● GIVEN DATA
──────

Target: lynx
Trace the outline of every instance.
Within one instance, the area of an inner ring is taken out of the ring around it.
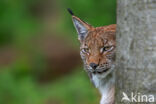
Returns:
[[[78,33],[84,69],[102,95],[100,104],[114,104],[116,25],[93,27],[68,11]]]

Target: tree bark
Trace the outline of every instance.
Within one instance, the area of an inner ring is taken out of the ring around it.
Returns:
[[[155,103],[144,104],[156,104],[156,0],[118,0],[117,5],[115,104],[124,104],[123,92],[129,98],[132,92],[153,95]]]

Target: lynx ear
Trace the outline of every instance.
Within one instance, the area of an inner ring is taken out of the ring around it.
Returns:
[[[92,26],[87,24],[86,22],[83,22],[76,16],[72,16],[72,20],[78,33],[78,39],[80,41],[84,40]]]

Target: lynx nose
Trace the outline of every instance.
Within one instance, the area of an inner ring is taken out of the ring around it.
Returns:
[[[92,67],[93,69],[96,69],[96,67],[98,66],[98,64],[95,64],[95,63],[90,63],[89,65],[90,65],[90,67]]]

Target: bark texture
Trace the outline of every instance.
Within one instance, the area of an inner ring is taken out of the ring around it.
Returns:
[[[156,0],[118,0],[117,5],[115,104],[127,104],[121,102],[123,92],[152,94],[156,101]]]

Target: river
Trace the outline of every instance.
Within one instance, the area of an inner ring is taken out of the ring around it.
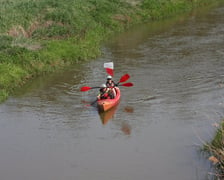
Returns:
[[[103,55],[39,77],[0,104],[2,180],[208,180],[201,147],[224,116],[224,7],[135,27]],[[88,106],[128,73],[120,104]]]

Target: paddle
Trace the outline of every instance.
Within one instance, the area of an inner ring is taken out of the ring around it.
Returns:
[[[117,86],[131,87],[131,86],[133,86],[133,83],[117,84]],[[101,88],[101,87],[84,86],[84,87],[81,87],[80,91],[89,91],[90,89],[96,89],[96,88]]]
[[[120,84],[119,86],[131,87],[133,85],[134,85],[133,83],[129,82],[129,83]],[[91,87],[88,87],[88,88],[92,89]],[[96,88],[96,87],[94,87],[94,88]],[[93,104],[95,104],[97,102],[97,100],[98,99],[94,100],[91,104],[87,104],[86,106],[92,106]]]
[[[130,78],[130,75],[129,74],[125,74],[123,75],[121,78],[120,78],[120,81],[116,84],[116,86],[119,85],[119,83],[121,82],[125,82],[127,81],[128,79]],[[123,85],[120,85],[120,86],[126,86],[126,87],[130,87],[129,86],[130,84],[123,84]],[[133,86],[133,85],[132,85]],[[100,88],[100,87],[89,87],[89,86],[84,86],[84,87],[81,87],[80,88],[80,91],[89,91],[90,89],[96,89],[96,88]]]
[[[90,89],[96,89],[100,87],[89,87],[89,86],[84,86],[80,88],[80,91],[89,91]]]

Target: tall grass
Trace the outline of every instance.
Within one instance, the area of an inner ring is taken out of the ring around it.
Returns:
[[[217,179],[224,179],[224,121],[213,140],[204,144],[204,149],[209,153],[209,160],[214,165],[215,171],[212,175]]]
[[[195,4],[138,2],[133,6],[128,0],[0,0],[0,99],[29,78],[99,56],[101,42],[114,32],[190,11]]]

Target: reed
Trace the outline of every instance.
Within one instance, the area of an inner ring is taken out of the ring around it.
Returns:
[[[211,142],[204,144],[204,150],[209,154],[209,160],[214,165],[214,173],[212,174],[217,179],[224,178],[224,121]]]

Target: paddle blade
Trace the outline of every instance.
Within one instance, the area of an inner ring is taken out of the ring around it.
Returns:
[[[88,86],[84,86],[80,88],[80,91],[89,91],[90,89],[92,89],[91,87]]]
[[[120,78],[120,81],[119,81],[118,83],[125,82],[125,81],[127,81],[129,78],[130,78],[129,74],[125,74],[125,75],[123,75],[123,76]]]
[[[114,63],[104,63],[103,67],[106,69],[107,74],[114,76]]]
[[[124,83],[124,84],[121,84],[121,86],[131,87],[131,86],[134,86],[134,84],[133,83]]]

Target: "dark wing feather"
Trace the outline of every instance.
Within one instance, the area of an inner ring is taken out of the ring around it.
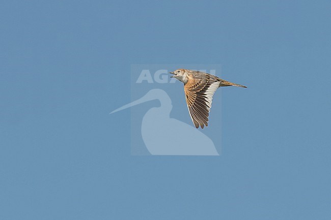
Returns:
[[[203,78],[192,79],[184,86],[188,112],[196,128],[208,126],[213,96],[219,82],[207,75]]]

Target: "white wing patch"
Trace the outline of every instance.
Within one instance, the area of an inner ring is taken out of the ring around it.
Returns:
[[[213,82],[210,85],[209,88],[205,92],[205,96],[206,97],[206,104],[208,106],[209,108],[211,108],[211,103],[213,101],[213,96],[216,91],[218,86],[219,85],[219,82]]]

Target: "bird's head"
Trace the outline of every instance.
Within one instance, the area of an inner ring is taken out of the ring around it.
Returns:
[[[171,77],[175,77],[178,80],[186,84],[188,81],[188,73],[187,70],[184,70],[183,69],[178,69],[176,70],[174,72],[171,72],[170,73],[174,74],[173,76],[171,76]]]

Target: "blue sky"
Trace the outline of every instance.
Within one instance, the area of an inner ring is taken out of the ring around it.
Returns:
[[[3,1],[0,219],[329,219],[330,11]],[[130,111],[108,113],[132,64],[220,64],[248,86],[222,88],[220,156],[131,155]]]

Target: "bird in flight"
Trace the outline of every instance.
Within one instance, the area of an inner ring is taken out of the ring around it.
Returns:
[[[217,76],[196,70],[179,69],[171,77],[175,77],[184,83],[184,91],[191,119],[195,126],[202,129],[208,126],[209,111],[213,96],[221,86],[235,86],[247,88],[244,85],[233,83]]]

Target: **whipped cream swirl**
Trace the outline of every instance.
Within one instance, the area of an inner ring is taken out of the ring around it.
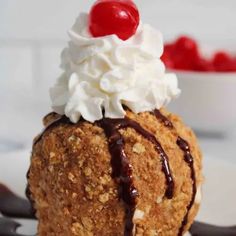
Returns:
[[[165,73],[160,60],[162,36],[151,26],[140,23],[126,41],[116,35],[93,38],[88,14],[82,13],[69,36],[62,52],[64,73],[50,95],[53,110],[73,123],[81,116],[90,122],[123,118],[122,105],[135,113],[152,111],[179,95],[176,76]]]

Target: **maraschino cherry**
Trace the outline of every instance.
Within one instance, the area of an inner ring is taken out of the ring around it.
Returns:
[[[139,11],[132,0],[98,0],[89,13],[93,37],[116,34],[127,40],[136,33]]]

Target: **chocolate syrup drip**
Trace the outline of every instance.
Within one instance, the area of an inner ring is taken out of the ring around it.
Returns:
[[[174,182],[169,167],[168,157],[155,136],[142,128],[137,122],[133,120],[130,120],[128,118],[104,118],[99,121],[98,124],[104,129],[104,132],[108,138],[109,151],[112,156],[112,177],[118,178],[121,187],[120,197],[126,203],[126,224],[124,235],[132,235],[133,215],[136,207],[136,198],[138,196],[138,192],[134,187],[132,166],[130,165],[129,160],[124,152],[125,143],[122,135],[119,133],[119,130],[128,127],[133,128],[137,133],[139,133],[155,145],[155,149],[161,157],[162,170],[166,176],[166,197],[172,198]]]
[[[8,217],[24,219],[34,218],[34,211],[32,210],[30,202],[15,195],[2,184],[0,184],[0,212],[2,215]]]
[[[166,127],[171,129],[174,128],[172,122],[167,117],[165,117],[159,110],[155,109],[153,113],[156,116],[156,118],[160,120]]]
[[[165,117],[159,110],[155,110],[154,115],[157,117],[157,119],[162,121],[166,127],[171,128],[171,129],[174,128],[174,125],[172,124],[172,122],[167,117]],[[179,229],[179,234],[178,235],[181,236],[183,234],[184,227],[188,223],[188,215],[189,215],[189,211],[191,210],[191,208],[194,204],[194,201],[195,201],[195,196],[196,196],[196,193],[197,193],[197,187],[196,187],[196,175],[195,175],[195,170],[194,170],[194,159],[191,155],[190,146],[187,143],[187,141],[185,141],[181,137],[177,138],[176,143],[180,147],[180,149],[184,152],[184,160],[189,165],[189,167],[191,169],[191,178],[192,178],[192,181],[193,181],[192,198],[191,198],[191,201],[190,201],[189,205],[187,206],[187,213],[184,216],[184,219],[182,221],[182,225]]]
[[[124,152],[124,138],[119,133],[119,121],[103,119],[99,121],[104,129],[109,142],[109,151],[111,154],[112,177],[117,179],[120,184],[119,195],[124,201],[126,207],[125,230],[124,235],[132,235],[133,215],[136,208],[136,198],[138,191],[134,186],[132,176],[132,166]]]
[[[194,222],[190,233],[192,236],[235,236],[236,226],[219,227],[200,222]]]
[[[50,116],[50,115],[57,115],[56,118],[54,118],[45,128],[44,130],[34,139],[34,142],[33,142],[33,145],[36,145],[43,137],[44,133],[47,132],[49,129],[52,129],[54,127],[56,127],[57,125],[60,125],[60,124],[70,124],[70,120],[66,117],[66,116],[60,116],[54,112],[51,112],[49,113],[47,116]],[[27,174],[26,174],[26,179],[28,180],[29,179],[29,174],[30,174],[30,169],[27,171]],[[29,184],[27,184],[26,186],[26,189],[25,189],[25,195],[26,197],[28,198],[28,200],[30,201],[31,203],[31,206],[32,206],[32,212],[36,213],[35,209],[33,208],[34,206],[34,200],[31,198],[31,192],[30,192],[30,186]]]
[[[194,159],[191,155],[189,144],[184,139],[182,139],[180,137],[178,137],[177,144],[180,147],[180,149],[184,152],[184,160],[189,165],[189,167],[191,169],[191,178],[193,180],[192,198],[191,198],[191,201],[190,201],[189,205],[187,206],[187,213],[184,216],[184,219],[182,221],[182,225],[179,229],[179,234],[178,235],[181,236],[183,234],[184,227],[188,223],[189,212],[190,212],[192,206],[194,205],[195,196],[196,196],[196,193],[197,193],[197,186],[196,186],[196,175],[195,175],[195,170],[194,170]]]

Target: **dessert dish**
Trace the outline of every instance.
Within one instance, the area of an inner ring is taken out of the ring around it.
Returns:
[[[69,36],[27,174],[38,235],[185,234],[201,201],[202,156],[164,108],[180,90],[160,59],[161,34],[133,1],[100,0]]]
[[[236,72],[236,57],[220,50],[204,56],[191,37],[181,36],[165,45],[162,60],[169,69],[202,72]]]
[[[161,34],[134,2],[110,0],[69,36],[28,173],[38,234],[183,235],[201,200],[201,153],[163,108],[180,91]]]

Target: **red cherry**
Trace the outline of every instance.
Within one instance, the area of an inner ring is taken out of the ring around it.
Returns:
[[[233,58],[226,52],[216,52],[213,57],[213,65],[216,71],[227,72],[231,71]]]
[[[164,46],[163,55],[161,56],[161,60],[164,62],[165,66],[170,69],[174,68],[174,62],[172,57],[173,49],[174,46],[172,44],[166,44]]]
[[[197,53],[198,54],[198,46],[194,39],[187,37],[187,36],[181,36],[177,41],[175,42],[175,48],[177,51],[181,52],[191,52],[191,53]]]
[[[138,25],[139,11],[131,0],[98,0],[89,13],[89,30],[94,37],[116,34],[127,40]]]
[[[200,58],[194,65],[194,71],[214,71],[214,65],[210,60]]]

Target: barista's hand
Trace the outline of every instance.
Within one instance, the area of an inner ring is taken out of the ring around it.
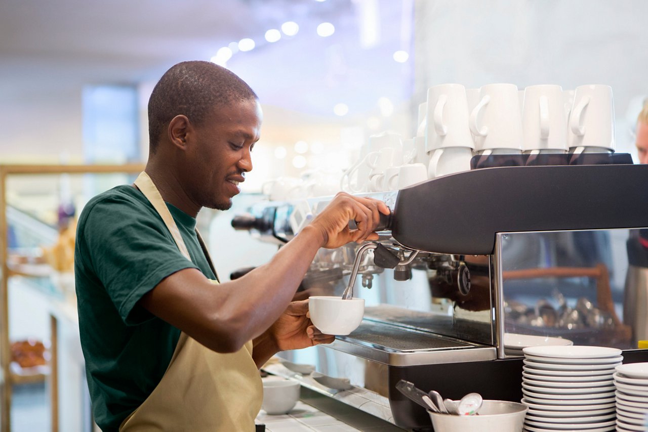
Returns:
[[[335,340],[335,336],[323,334],[316,328],[308,313],[308,300],[292,302],[268,329],[280,351],[330,343]]]
[[[389,214],[389,208],[382,201],[341,192],[313,220],[310,226],[321,230],[323,247],[335,249],[349,242],[378,240],[378,234],[373,231],[380,221],[379,213]],[[350,220],[356,221],[358,229],[349,229]]]

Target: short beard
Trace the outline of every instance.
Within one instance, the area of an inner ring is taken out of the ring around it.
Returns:
[[[229,201],[226,203],[216,203],[216,204],[214,205],[214,207],[211,208],[214,209],[216,210],[222,210],[223,211],[225,211],[226,210],[229,210],[231,207],[232,207],[232,200],[230,199]]]

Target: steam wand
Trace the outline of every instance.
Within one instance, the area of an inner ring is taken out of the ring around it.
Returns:
[[[349,300],[353,298],[353,287],[356,284],[356,279],[358,276],[358,271],[360,269],[360,263],[362,262],[362,256],[369,249],[376,249],[374,252],[374,264],[386,269],[395,268],[397,266],[406,266],[419,255],[419,251],[413,251],[406,260],[401,261],[399,256],[395,255],[380,243],[367,243],[362,245],[356,254],[356,259],[353,262],[353,269],[349,277],[349,285],[342,293],[342,300]]]

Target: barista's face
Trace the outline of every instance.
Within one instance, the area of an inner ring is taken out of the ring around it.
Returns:
[[[648,163],[648,123],[637,123],[637,139],[634,144],[639,154],[639,163]]]
[[[262,114],[255,100],[216,108],[196,128],[192,194],[201,207],[227,210],[239,183],[252,170],[250,152],[259,141]]]

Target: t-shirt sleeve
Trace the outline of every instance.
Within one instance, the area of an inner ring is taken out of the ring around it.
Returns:
[[[84,266],[105,288],[127,324],[152,317],[137,302],[163,279],[198,268],[182,255],[152,208],[119,197],[86,205],[76,242]]]

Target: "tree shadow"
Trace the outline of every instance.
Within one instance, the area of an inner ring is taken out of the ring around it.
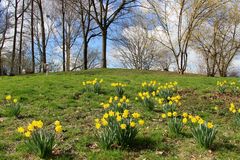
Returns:
[[[157,148],[157,142],[151,137],[137,137],[129,146],[129,150],[139,152],[141,150],[154,150]]]
[[[216,142],[211,147],[213,151],[228,150],[232,152],[240,152],[240,147],[231,143],[219,143]]]
[[[50,159],[54,159],[54,160],[73,160],[75,157],[74,154],[72,153],[61,153],[61,154],[57,154],[57,155],[52,155]]]

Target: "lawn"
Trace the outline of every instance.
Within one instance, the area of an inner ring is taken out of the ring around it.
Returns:
[[[83,81],[103,79],[102,92],[83,92]],[[212,121],[217,136],[212,149],[200,147],[189,129],[181,136],[168,132],[161,111],[150,111],[135,101],[144,81],[160,83],[178,82],[178,94],[182,97],[179,112],[197,114]],[[28,152],[24,140],[17,132],[32,120],[42,120],[51,125],[60,120],[63,133],[54,149],[53,159],[240,159],[239,126],[234,123],[228,108],[231,102],[240,103],[239,95],[217,93],[217,81],[239,81],[236,78],[209,78],[202,75],[137,71],[124,69],[94,69],[72,73],[51,73],[0,77],[0,98],[17,97],[22,104],[19,118],[0,116],[0,159],[38,159]],[[101,102],[115,96],[113,82],[127,83],[126,96],[130,110],[137,111],[145,124],[134,144],[126,149],[102,149],[95,136],[94,119],[103,113]],[[214,107],[218,105],[219,109]]]

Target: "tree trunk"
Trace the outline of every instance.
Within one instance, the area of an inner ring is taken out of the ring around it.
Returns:
[[[35,73],[35,53],[34,53],[34,1],[31,2],[31,47],[32,47],[32,73]]]
[[[66,71],[66,62],[65,62],[65,7],[64,7],[64,0],[62,0],[62,35],[63,35],[63,72]],[[68,67],[67,67],[68,68]]]
[[[83,39],[83,63],[84,63],[84,70],[88,69],[88,42],[87,37],[84,37]]]
[[[25,0],[23,0],[22,4],[22,20],[21,20],[21,30],[20,30],[20,46],[19,46],[19,57],[18,57],[18,73],[22,74],[22,41],[23,41],[23,25],[24,25],[24,7],[25,7]]]
[[[102,30],[102,68],[107,68],[107,30]]]
[[[70,71],[70,55],[71,55],[71,31],[70,26],[68,25],[68,32],[66,38],[66,53],[67,53],[67,71]]]
[[[14,35],[13,35],[13,50],[12,50],[12,59],[11,59],[11,70],[10,74],[14,74],[14,64],[15,64],[15,56],[16,56],[16,41],[17,41],[17,10],[18,10],[18,0],[15,0],[15,13],[14,13]]]
[[[46,64],[47,64],[47,55],[46,55],[46,35],[45,35],[45,25],[44,25],[44,15],[43,15],[43,8],[42,8],[42,0],[39,0],[38,3],[40,17],[41,17],[41,32],[42,32],[42,66],[43,72],[46,73]]]

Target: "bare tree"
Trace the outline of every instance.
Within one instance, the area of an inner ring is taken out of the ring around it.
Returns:
[[[44,13],[43,13],[43,3],[42,0],[36,0],[35,1],[37,6],[38,6],[38,10],[39,10],[39,14],[40,14],[40,25],[41,25],[41,46],[39,45],[39,47],[41,47],[41,68],[43,68],[43,72],[45,73],[46,70],[46,64],[47,64],[47,53],[46,53],[46,48],[47,48],[47,44],[46,44],[46,33],[45,33],[45,18],[44,18]]]
[[[161,33],[158,41],[173,53],[178,72],[184,74],[193,31],[221,3],[211,0],[148,0],[148,2],[158,20],[156,30]]]
[[[102,68],[107,68],[107,36],[110,25],[126,14],[136,0],[91,0],[90,12],[102,33]]]
[[[4,44],[7,39],[7,31],[10,27],[10,13],[9,13],[10,2],[7,2],[5,8],[0,5],[0,75],[3,75],[3,57],[2,51]]]
[[[32,73],[35,73],[35,51],[34,51],[34,0],[31,0],[31,50],[32,50]]]
[[[194,47],[203,55],[207,75],[227,76],[228,68],[240,50],[240,18],[236,2],[222,6],[195,31]]]

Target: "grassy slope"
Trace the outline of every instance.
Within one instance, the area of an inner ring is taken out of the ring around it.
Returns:
[[[81,82],[103,78],[104,94],[84,93]],[[232,78],[226,78],[232,79]],[[195,144],[186,130],[186,135],[171,138],[160,114],[147,111],[134,101],[143,81],[177,81],[183,96],[182,111],[200,114],[218,125],[218,136],[213,151],[206,151]],[[0,159],[36,159],[28,154],[26,147],[16,133],[16,128],[33,119],[50,124],[56,119],[62,121],[66,132],[64,141],[58,145],[61,156],[58,159],[237,159],[240,151],[240,133],[227,113],[225,103],[234,97],[212,98],[216,81],[222,78],[207,78],[199,75],[179,76],[175,73],[136,70],[89,70],[76,73],[0,77],[0,97],[11,94],[24,104],[21,119],[5,118],[0,122]],[[97,142],[94,137],[93,120],[100,116],[100,102],[114,96],[111,82],[126,82],[126,94],[133,103],[131,110],[143,114],[146,125],[141,129],[135,147],[131,150],[104,151],[89,146]],[[226,99],[226,100],[223,100]],[[213,111],[221,106],[220,113]],[[2,118],[1,118],[2,119]]]

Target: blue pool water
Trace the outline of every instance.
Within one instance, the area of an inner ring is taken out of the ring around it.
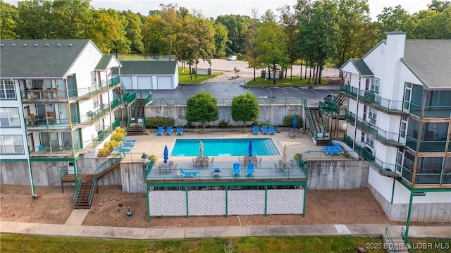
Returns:
[[[252,142],[252,155],[278,156],[278,150],[271,138],[256,139],[177,139],[172,156],[196,156],[199,143],[204,143],[205,156],[243,156],[249,154],[249,142]]]

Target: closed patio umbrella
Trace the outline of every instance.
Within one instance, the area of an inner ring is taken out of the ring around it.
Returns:
[[[164,145],[164,152],[163,152],[163,162],[168,163],[168,159],[169,158],[169,152],[168,152],[168,146]]]
[[[199,142],[199,151],[200,152],[200,156],[204,156],[204,142],[202,142],[202,140],[200,141],[200,142]]]
[[[249,157],[252,157],[252,142],[249,141],[249,147],[247,147],[247,150],[249,151]]]
[[[287,144],[285,144],[285,146],[283,146],[283,154],[282,156],[282,162],[284,163],[287,162]]]

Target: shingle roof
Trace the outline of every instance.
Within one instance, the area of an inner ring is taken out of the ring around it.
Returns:
[[[175,61],[121,61],[121,75],[173,75],[175,73]],[[118,75],[117,68],[113,73]]]
[[[355,68],[357,69],[357,70],[359,71],[359,73],[363,77],[374,76],[373,71],[371,71],[371,70],[370,70],[369,68],[368,68],[368,66],[366,65],[366,63],[365,63],[363,59],[353,58],[353,59],[351,59],[351,62],[352,62],[352,64],[354,64],[354,66],[355,66]]]
[[[96,66],[96,70],[106,70],[106,67],[108,66],[108,63],[110,62],[110,61],[111,61],[112,58],[112,54],[104,54],[103,56],[101,56],[99,63],[97,63],[97,66]]]
[[[451,89],[451,39],[407,39],[402,61],[426,87]]]
[[[0,75],[2,78],[63,78],[89,42],[89,39],[2,39]]]

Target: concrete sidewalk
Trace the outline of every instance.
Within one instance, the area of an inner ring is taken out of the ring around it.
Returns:
[[[400,235],[403,226],[336,224],[138,228],[0,221],[0,233],[133,240],[300,235],[381,237],[387,227]],[[410,237],[451,237],[451,226],[410,226],[409,230]]]

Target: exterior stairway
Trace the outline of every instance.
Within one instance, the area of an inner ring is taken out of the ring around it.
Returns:
[[[121,166],[121,157],[113,157],[108,160],[107,162],[102,163],[99,168],[96,170],[96,174],[85,174],[82,180],[81,186],[78,195],[75,196],[75,209],[89,209],[91,203],[89,202],[89,195],[94,193],[97,180],[105,175],[109,174],[111,171]],[[97,173],[97,171],[101,171]],[[95,178],[95,180],[94,180]],[[92,196],[91,196],[92,197]]]
[[[315,129],[316,132],[317,136],[314,136],[316,141],[316,144],[322,146],[331,145],[330,135],[327,131],[326,123],[323,121],[321,112],[319,109],[309,109],[308,111],[310,113],[313,125],[311,127]]]
[[[91,188],[95,187],[93,185],[92,180],[94,174],[87,174],[83,175],[82,180],[82,186],[80,187],[80,192],[75,202],[74,208],[75,209],[89,209],[89,192]]]
[[[133,109],[132,118],[127,128],[127,135],[143,135],[144,119],[144,100],[137,99]]]

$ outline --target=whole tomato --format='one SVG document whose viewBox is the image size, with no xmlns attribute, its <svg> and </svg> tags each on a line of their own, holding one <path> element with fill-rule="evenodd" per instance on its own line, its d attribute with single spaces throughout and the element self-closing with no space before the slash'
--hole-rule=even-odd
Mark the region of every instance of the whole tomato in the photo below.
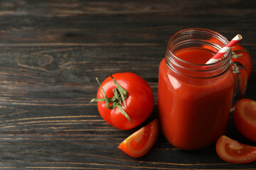
<svg viewBox="0 0 256 170">
<path fill-rule="evenodd" d="M 231 61 L 238 62 L 246 68 L 248 79 L 252 72 L 252 59 L 249 52 L 241 45 L 235 45 L 232 48 Z"/>
<path fill-rule="evenodd" d="M 107 77 L 97 93 L 100 115 L 110 125 L 129 130 L 142 123 L 151 113 L 154 101 L 152 89 L 134 73 L 117 73 Z"/>
</svg>

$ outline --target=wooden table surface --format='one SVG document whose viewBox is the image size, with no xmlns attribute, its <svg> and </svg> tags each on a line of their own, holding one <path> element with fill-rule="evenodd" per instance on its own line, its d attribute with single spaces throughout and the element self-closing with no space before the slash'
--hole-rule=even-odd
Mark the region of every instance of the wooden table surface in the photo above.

──────

● WORK TO BE COMPLETED
Copy exactly the lines from the one containing "outline --target=whole tomato" through the last line of the records above, including both, and omit every picture.

● FINAL RESULT
$ outline --target=whole tomato --format='one SVG document whose viewBox is the image size, with no xmlns attribute, its <svg> and </svg> tags each on a line of their own, holding one <path> element with fill-rule="evenodd" per instance on its own line, its d attribute with single spaces throughout and the element self-closing with no space before the slash'
--hole-rule=even-odd
Mark the region of every instance of the whole tomato in the photo below.
<svg viewBox="0 0 256 170">
<path fill-rule="evenodd" d="M 231 61 L 238 62 L 246 68 L 248 79 L 252 72 L 252 59 L 249 52 L 241 45 L 235 45 L 232 48 Z"/>
<path fill-rule="evenodd" d="M 107 77 L 97 93 L 100 115 L 110 125 L 129 130 L 142 123 L 151 113 L 154 101 L 152 89 L 134 73 L 117 73 Z"/>
</svg>

$ outline --target=wooden table surface --format='one SVG document whose viewBox is the image size, with no xmlns attribute, its <svg> and </svg> tags each on a line of their own, holding one <path> element with fill-rule="evenodd" per instance on its own line, its d attribute with single spaces throughout and the element self-closing with no space before the slash'
--hole-rule=even-odd
Mark the region of every instance of the wooden table surface in the photo above.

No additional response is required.